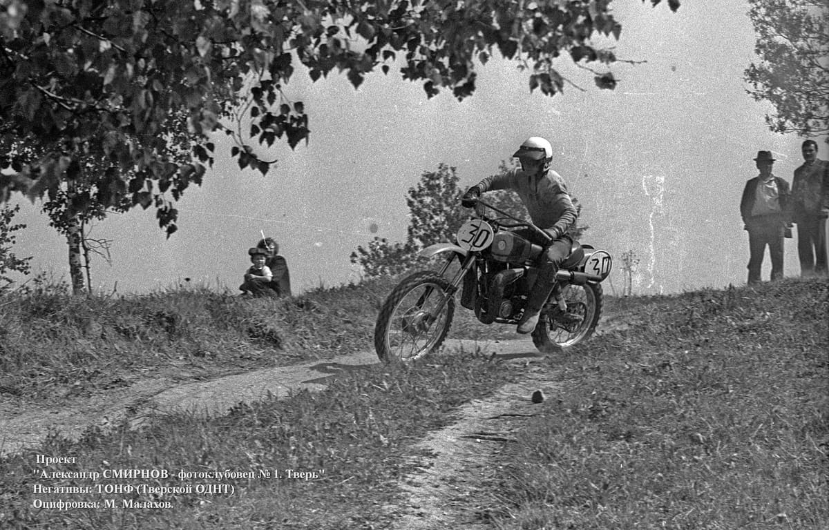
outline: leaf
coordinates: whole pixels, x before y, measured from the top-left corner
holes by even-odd
[[[575,63],[582,59],[586,59],[589,62],[596,60],[596,51],[590,46],[574,46],[570,49],[570,56]]]
[[[616,80],[613,78],[613,75],[610,72],[597,75],[595,77],[595,81],[596,86],[600,89],[613,90],[616,88]]]
[[[107,69],[106,74],[104,75],[104,86],[112,83],[112,80],[115,79],[115,72],[118,67],[114,63],[109,65],[109,68]]]
[[[501,50],[501,54],[507,59],[512,59],[516,55],[516,51],[518,51],[518,43],[511,39],[508,39],[502,42],[498,43],[498,49]]]
[[[373,39],[376,33],[376,30],[374,29],[374,26],[366,21],[361,21],[357,24],[357,34],[366,41]]]
[[[256,166],[257,166],[259,172],[262,173],[262,176],[264,176],[265,175],[267,175],[268,174],[268,169],[270,168],[270,164],[269,164],[268,162],[266,162],[264,161],[262,161],[262,160],[256,161]]]
[[[210,54],[211,50],[213,48],[213,43],[203,35],[200,35],[196,39],[196,48],[199,51],[199,55],[204,57]]]

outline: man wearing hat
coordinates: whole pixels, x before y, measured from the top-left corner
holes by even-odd
[[[559,266],[570,254],[573,239],[569,230],[575,224],[579,214],[567,192],[564,179],[550,167],[553,147],[550,142],[541,137],[531,137],[521,144],[512,156],[518,158],[521,169],[483,179],[467,190],[461,204],[472,208],[485,191],[513,190],[526,206],[532,224],[550,236],[548,242],[540,240],[534,230],[517,232],[530,241],[545,247],[538,263],[538,277],[527,299],[524,315],[518,322],[518,333],[530,333],[536,329],[541,308],[555,286],[555,272]],[[467,284],[464,284],[463,292],[465,297]],[[462,304],[464,303],[463,297]]]
[[[783,242],[788,227],[788,182],[774,176],[770,151],[757,152],[754,163],[760,174],[745,183],[739,213],[749,232],[749,283],[760,282],[760,267],[766,245],[772,259],[771,279],[783,277]]]
[[[259,247],[252,247],[248,249],[248,255],[250,256],[252,264],[245,272],[245,282],[239,286],[239,290],[242,294],[254,296],[269,296],[271,291],[268,287],[268,283],[274,275],[264,264],[268,259],[268,251]]]

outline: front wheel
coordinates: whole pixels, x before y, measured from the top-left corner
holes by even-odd
[[[532,332],[532,342],[542,353],[561,351],[587,340],[602,315],[601,285],[568,285],[562,294],[567,311],[561,311],[554,304]]]
[[[446,292],[448,287],[437,272],[421,271],[392,290],[374,328],[380,360],[413,361],[443,344],[455,311],[454,297]]]

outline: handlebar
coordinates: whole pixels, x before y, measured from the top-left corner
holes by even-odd
[[[536,232],[537,232],[539,234],[539,235],[541,235],[541,237],[543,237],[544,240],[546,241],[547,243],[550,243],[553,240],[553,238],[551,237],[550,237],[549,234],[547,234],[546,232],[545,232],[541,229],[538,228],[537,226],[536,226],[532,223],[527,223],[526,221],[523,221],[523,220],[518,219],[517,217],[516,217],[515,215],[511,215],[511,214],[509,214],[507,212],[505,212],[504,210],[501,210],[499,208],[497,208],[496,206],[493,206],[492,205],[491,205],[491,204],[489,204],[487,202],[484,202],[480,197],[478,197],[476,200],[476,202],[478,204],[475,205],[475,213],[478,214],[478,217],[480,217],[481,219],[482,219],[485,221],[488,221],[488,222],[491,222],[491,223],[495,223],[495,224],[498,224],[499,226],[502,226],[502,227],[507,228],[507,229],[513,229],[513,228],[518,228],[518,227],[521,227],[521,226],[526,226],[526,227],[530,228],[530,229],[535,230]],[[518,221],[518,222],[516,224],[504,224],[503,223],[498,223],[497,219],[487,217],[487,215],[484,214],[483,211],[482,211],[482,209],[478,209],[478,206],[485,206],[487,208],[492,208],[492,210],[494,210],[495,211],[498,212],[502,215],[505,215],[505,216],[509,217],[510,219],[511,219],[513,220],[516,220],[516,221]]]

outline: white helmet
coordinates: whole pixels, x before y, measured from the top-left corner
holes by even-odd
[[[553,147],[544,138],[534,136],[525,140],[512,156],[517,157],[519,160],[544,159],[544,170],[546,171],[550,169],[550,162],[553,160]]]

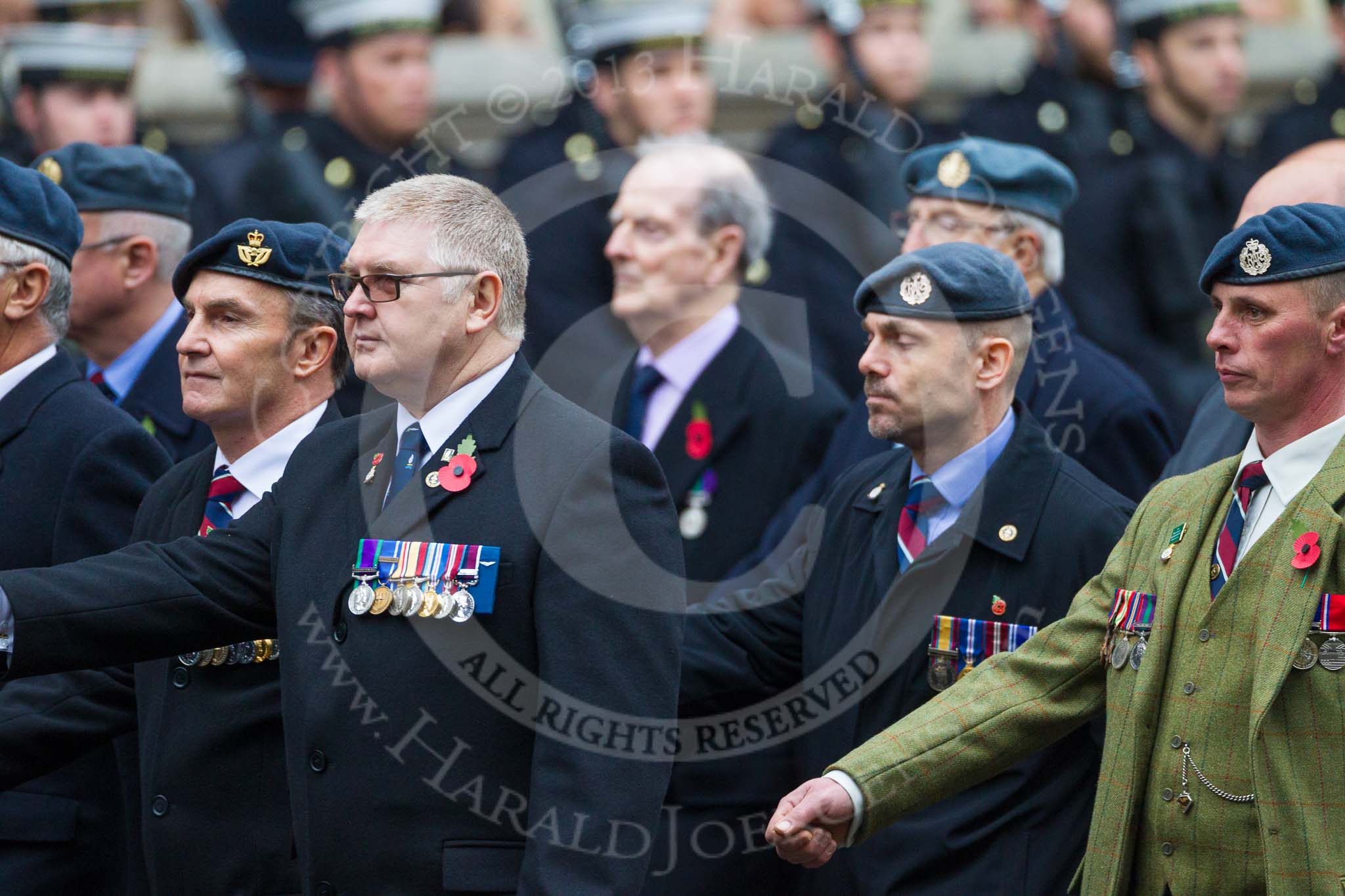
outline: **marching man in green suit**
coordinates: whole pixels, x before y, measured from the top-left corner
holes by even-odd
[[[1200,283],[1243,454],[1157,485],[1064,619],[787,794],[784,858],[816,868],[1106,713],[1071,892],[1341,895],[1345,208],[1250,219]]]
######
_Goal_
Recast the records from the line containing "outline: **marching man in green suit**" through the end of the records as a two-column CSV with the columns instruction and polygon. Use one row for each record: its text goes in instruction and its answer goes in polygon, each in a single quoted field with line breaks turned into spaces.

_Answer to the task_
instruction,polygon
"outline: **marching man in green suit** coordinates: whole pixels, x before y, measured from the top-left corner holes by even-odd","[[[1200,283],[1243,454],[1157,485],[1064,619],[787,794],[784,858],[816,868],[1106,713],[1071,892],[1341,895],[1345,208],[1250,219]]]"